Problem: Repeat the entries exactly as they are written.

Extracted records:
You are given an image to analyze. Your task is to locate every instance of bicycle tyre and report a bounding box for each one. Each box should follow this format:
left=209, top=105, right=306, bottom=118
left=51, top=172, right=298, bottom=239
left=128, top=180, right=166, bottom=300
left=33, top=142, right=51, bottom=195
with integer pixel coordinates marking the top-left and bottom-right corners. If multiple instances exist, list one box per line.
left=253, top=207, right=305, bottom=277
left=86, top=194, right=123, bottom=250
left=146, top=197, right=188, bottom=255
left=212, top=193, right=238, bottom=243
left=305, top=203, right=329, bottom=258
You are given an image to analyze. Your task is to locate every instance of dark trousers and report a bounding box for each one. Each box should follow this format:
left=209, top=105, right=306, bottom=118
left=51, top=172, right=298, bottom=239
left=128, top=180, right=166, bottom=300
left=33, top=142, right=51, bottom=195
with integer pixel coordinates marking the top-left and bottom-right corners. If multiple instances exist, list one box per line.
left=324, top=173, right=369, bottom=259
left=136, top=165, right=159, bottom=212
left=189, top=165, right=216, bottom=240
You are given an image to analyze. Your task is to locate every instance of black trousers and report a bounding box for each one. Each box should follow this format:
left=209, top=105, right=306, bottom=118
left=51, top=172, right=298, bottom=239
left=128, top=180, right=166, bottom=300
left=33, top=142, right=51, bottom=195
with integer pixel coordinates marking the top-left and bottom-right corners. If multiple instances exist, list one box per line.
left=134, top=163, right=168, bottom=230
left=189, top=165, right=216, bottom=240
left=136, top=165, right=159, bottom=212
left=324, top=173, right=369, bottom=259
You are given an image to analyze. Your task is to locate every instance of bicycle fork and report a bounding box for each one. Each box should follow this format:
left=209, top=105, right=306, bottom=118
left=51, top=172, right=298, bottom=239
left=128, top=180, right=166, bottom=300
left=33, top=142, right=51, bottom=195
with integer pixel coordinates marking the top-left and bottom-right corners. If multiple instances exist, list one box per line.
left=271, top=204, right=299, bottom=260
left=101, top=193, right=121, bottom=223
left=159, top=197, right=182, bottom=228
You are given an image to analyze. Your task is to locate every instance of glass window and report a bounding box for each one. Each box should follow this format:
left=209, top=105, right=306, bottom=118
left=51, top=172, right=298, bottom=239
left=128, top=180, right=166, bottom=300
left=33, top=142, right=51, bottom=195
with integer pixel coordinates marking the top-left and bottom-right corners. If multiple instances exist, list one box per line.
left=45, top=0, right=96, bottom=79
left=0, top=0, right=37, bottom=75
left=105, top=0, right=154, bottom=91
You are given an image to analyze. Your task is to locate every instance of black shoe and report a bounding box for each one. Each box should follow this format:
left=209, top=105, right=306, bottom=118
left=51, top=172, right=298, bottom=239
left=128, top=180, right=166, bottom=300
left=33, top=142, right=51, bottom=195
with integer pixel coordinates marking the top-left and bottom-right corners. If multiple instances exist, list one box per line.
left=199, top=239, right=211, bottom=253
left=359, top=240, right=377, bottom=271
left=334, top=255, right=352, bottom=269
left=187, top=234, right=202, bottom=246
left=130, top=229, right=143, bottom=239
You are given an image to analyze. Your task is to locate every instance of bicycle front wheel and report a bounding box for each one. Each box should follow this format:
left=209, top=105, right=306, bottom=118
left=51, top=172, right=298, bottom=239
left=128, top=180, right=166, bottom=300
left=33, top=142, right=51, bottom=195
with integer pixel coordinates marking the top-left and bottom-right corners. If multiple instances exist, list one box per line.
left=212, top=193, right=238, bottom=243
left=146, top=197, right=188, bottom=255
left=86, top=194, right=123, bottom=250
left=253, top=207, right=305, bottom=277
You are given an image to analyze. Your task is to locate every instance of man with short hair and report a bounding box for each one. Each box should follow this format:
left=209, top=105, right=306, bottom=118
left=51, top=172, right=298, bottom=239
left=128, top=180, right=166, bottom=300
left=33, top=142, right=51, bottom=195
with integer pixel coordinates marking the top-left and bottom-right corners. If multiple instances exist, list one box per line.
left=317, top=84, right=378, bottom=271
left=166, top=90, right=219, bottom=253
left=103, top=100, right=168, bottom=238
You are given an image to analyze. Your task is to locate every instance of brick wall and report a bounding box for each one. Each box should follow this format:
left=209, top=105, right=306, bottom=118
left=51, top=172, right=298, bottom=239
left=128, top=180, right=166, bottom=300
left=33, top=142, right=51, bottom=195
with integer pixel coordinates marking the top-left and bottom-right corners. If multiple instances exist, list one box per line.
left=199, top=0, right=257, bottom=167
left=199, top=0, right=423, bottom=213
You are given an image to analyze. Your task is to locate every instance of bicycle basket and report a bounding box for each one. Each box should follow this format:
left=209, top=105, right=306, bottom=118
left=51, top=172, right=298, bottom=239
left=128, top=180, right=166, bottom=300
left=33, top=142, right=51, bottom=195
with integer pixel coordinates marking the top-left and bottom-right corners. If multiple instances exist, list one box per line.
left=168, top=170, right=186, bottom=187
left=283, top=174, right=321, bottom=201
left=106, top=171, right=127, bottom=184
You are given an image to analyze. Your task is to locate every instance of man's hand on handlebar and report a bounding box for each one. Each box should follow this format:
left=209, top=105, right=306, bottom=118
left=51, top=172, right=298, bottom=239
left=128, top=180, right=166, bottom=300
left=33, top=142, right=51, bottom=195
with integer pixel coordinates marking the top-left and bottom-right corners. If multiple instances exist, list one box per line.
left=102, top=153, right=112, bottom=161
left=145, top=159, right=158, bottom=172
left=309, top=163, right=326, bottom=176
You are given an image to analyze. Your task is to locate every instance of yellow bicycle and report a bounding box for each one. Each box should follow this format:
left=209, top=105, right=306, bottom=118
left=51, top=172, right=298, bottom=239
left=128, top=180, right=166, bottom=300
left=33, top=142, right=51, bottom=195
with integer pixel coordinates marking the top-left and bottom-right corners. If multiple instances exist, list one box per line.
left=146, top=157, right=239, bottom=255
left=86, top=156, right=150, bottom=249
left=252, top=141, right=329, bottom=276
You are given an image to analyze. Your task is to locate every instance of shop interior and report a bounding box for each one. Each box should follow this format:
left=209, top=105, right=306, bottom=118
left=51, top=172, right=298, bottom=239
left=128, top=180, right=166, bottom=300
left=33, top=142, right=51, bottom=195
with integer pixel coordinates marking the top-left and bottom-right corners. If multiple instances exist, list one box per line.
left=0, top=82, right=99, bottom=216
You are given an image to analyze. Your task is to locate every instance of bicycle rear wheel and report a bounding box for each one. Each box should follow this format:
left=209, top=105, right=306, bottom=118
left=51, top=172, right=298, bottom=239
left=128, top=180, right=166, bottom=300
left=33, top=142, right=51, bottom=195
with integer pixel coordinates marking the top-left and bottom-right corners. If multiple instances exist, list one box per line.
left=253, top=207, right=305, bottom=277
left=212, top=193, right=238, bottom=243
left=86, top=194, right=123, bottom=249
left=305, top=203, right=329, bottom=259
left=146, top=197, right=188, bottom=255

Answer space:
You are given an image to analyze. Your task is to locate every instance of bicycle tyre and report a bounding box for each one. Each box should follow this format:
left=209, top=105, right=306, bottom=118
left=51, top=172, right=298, bottom=239
left=128, top=180, right=166, bottom=300
left=33, top=142, right=51, bottom=195
with integer pixel coordinates marking the top-left and bottom-right corners. If multiple instances exist, list one box per line.
left=253, top=207, right=305, bottom=277
left=86, top=194, right=123, bottom=250
left=146, top=197, right=188, bottom=255
left=212, top=193, right=238, bottom=243
left=305, top=203, right=329, bottom=258
You are given an image to analyze. Your task is to locate every instance of dark trousers and report a bounding box for each one. Each box should follow this format:
left=209, top=105, right=306, bottom=118
left=51, top=172, right=298, bottom=239
left=128, top=180, right=166, bottom=300
left=33, top=142, right=51, bottom=195
with integer pixel coordinates marking the top-left and bottom-right corners. If multiple instances exist, list one box per line.
left=324, top=173, right=369, bottom=259
left=136, top=165, right=159, bottom=212
left=189, top=165, right=216, bottom=240
You are given an image to analyze. Your task is to locate every instance of black trousers and report a bounding box for each one. Each box should follow this format:
left=209, top=105, right=306, bottom=118
left=51, top=172, right=298, bottom=239
left=128, top=180, right=166, bottom=300
left=33, top=142, right=51, bottom=195
with integer pixel coordinates marking the top-left and bottom-right corners. If multiple instances exist, list one box per line.
left=134, top=163, right=168, bottom=230
left=189, top=165, right=216, bottom=240
left=136, top=165, right=159, bottom=212
left=324, top=173, right=369, bottom=259
You are given an image to analyze. Your task is to locate every instance of bicycle fork and report a bounding box for each one. Each box should follow this format:
left=209, top=105, right=306, bottom=118
left=51, top=172, right=298, bottom=239
left=128, top=180, right=166, bottom=300
left=33, top=142, right=51, bottom=195
with integer pixel coordinates marking the top-left and bottom-right corners. If multiple instances exist, list one box per line.
left=271, top=204, right=299, bottom=260
left=101, top=193, right=121, bottom=223
left=159, top=197, right=182, bottom=228
You are given an image to analyze. Your task is to locate every instance of glass window and report a bounding box for each one. Each box should follow this format:
left=209, top=105, right=306, bottom=118
left=51, top=172, right=298, bottom=239
left=128, top=180, right=166, bottom=300
left=33, top=142, right=51, bottom=195
with integer pixel coordinates marking the top-left and bottom-right corners. If multiple instances exist, list one box per line.
left=45, top=0, right=96, bottom=79
left=0, top=0, right=37, bottom=75
left=105, top=0, right=154, bottom=91
You are given an image to analyze. Your task is to locate every instance of black shoe and report a bounding box for each one. Each box should follow this format:
left=209, top=105, right=306, bottom=118
left=51, top=172, right=298, bottom=239
left=128, top=180, right=166, bottom=300
left=33, top=142, right=51, bottom=195
with integer pixel coordinates marking the top-left and bottom-right corners. If multiple instances exist, list one box per line.
left=199, top=239, right=211, bottom=253
left=359, top=240, right=377, bottom=271
left=334, top=255, right=352, bottom=269
left=187, top=234, right=202, bottom=246
left=130, top=229, right=143, bottom=239
You are given an image to analyze. Your task is to locate every instance of bicycle front wheel and report a bounding box for each one. Each box should follow this format:
left=209, top=105, right=306, bottom=118
left=51, top=172, right=298, bottom=239
left=128, top=180, right=166, bottom=300
left=33, top=142, right=51, bottom=195
with integer pixel coordinates marking the top-left and bottom-right corners. If multiple instances exist, list one box per line.
left=212, top=193, right=238, bottom=243
left=146, top=197, right=188, bottom=255
left=86, top=194, right=123, bottom=250
left=253, top=207, right=305, bottom=277
You are given an image to analyze. Your task is to locate every instance of man with short hair and report a bounding box for each one. Each box should follow this format:
left=209, top=105, right=306, bottom=118
left=51, top=172, right=298, bottom=239
left=128, top=180, right=166, bottom=300
left=33, top=142, right=51, bottom=195
with integer pixel coordinates marking the top-left and bottom-right corners. If multiple instances exist, list one box per line.
left=317, top=84, right=378, bottom=271
left=166, top=90, right=219, bottom=253
left=103, top=100, right=168, bottom=238
You are given an image to analyze. Your task is to locate every instance of brick wall and report a bounding box for each one. Each box should follow this format:
left=209, top=105, right=306, bottom=118
left=51, top=172, right=298, bottom=239
left=128, top=180, right=166, bottom=300
left=33, top=142, right=51, bottom=195
with integer pixel coordinates marking the top-left and bottom-right corners. If multiple instances exist, list one box per line.
left=199, top=0, right=257, bottom=167
left=199, top=0, right=423, bottom=213
You are given an image to analyze. Your task is to locate every instance of bicycle basket and report a bounding box for each one. Each box should follow this format:
left=209, top=105, right=306, bottom=118
left=51, top=172, right=298, bottom=239
left=128, top=180, right=166, bottom=300
left=33, top=142, right=51, bottom=195
with integer pixel coordinates marking the top-left and bottom-right corners. If multiple instances exist, list one box per line.
left=168, top=170, right=186, bottom=187
left=283, top=174, right=321, bottom=201
left=106, top=171, right=127, bottom=184
You are given an image to analyze. Your task is to locate every instance of man's hand on handlebar and report a bounding box for each one. Each box should follow this format:
left=209, top=105, right=306, bottom=118
left=51, top=172, right=298, bottom=239
left=128, top=180, right=166, bottom=300
left=33, top=142, right=51, bottom=195
with integer pixel coordinates marking the top-left and bottom-right corners. If multiple instances exist, list one box per line.
left=102, top=153, right=112, bottom=161
left=145, top=159, right=158, bottom=172
left=309, top=163, right=326, bottom=176
You are given an image to analyze. Your task is to locate every instance of yellow bicycle and report a bounding box for each one. Each box should follow this format:
left=209, top=105, right=306, bottom=118
left=51, top=172, right=298, bottom=239
left=128, top=180, right=166, bottom=300
left=33, top=142, right=51, bottom=195
with integer pixel coordinates marking the top-left and bottom-right corners. If multiple instances exist, list one box per line.
left=146, top=157, right=239, bottom=255
left=86, top=156, right=150, bottom=249
left=252, top=141, right=329, bottom=276
You are given an image to analyze. Your task is to locate every instance of shop interior and report a bounding box for each one. Each box should follow this format:
left=209, top=105, right=306, bottom=118
left=51, top=172, right=298, bottom=239
left=128, top=180, right=166, bottom=300
left=33, top=142, right=51, bottom=195
with integer pixel coordinates marking the top-left and bottom-right corners. If multiple instances exist, list one box per line.
left=0, top=82, right=99, bottom=216
You are given an image to analyze. Your task is to locate every instance of bicycle rear wheel and report a bounding box for each one. Each box should follow this format:
left=209, top=105, right=306, bottom=118
left=51, top=172, right=298, bottom=239
left=128, top=180, right=166, bottom=300
left=33, top=142, right=51, bottom=195
with integer pixel coordinates marking the top-left and bottom-right corners. If multiple instances exist, list one box per line.
left=253, top=207, right=305, bottom=277
left=212, top=193, right=238, bottom=243
left=86, top=194, right=123, bottom=249
left=305, top=203, right=329, bottom=259
left=146, top=197, right=188, bottom=255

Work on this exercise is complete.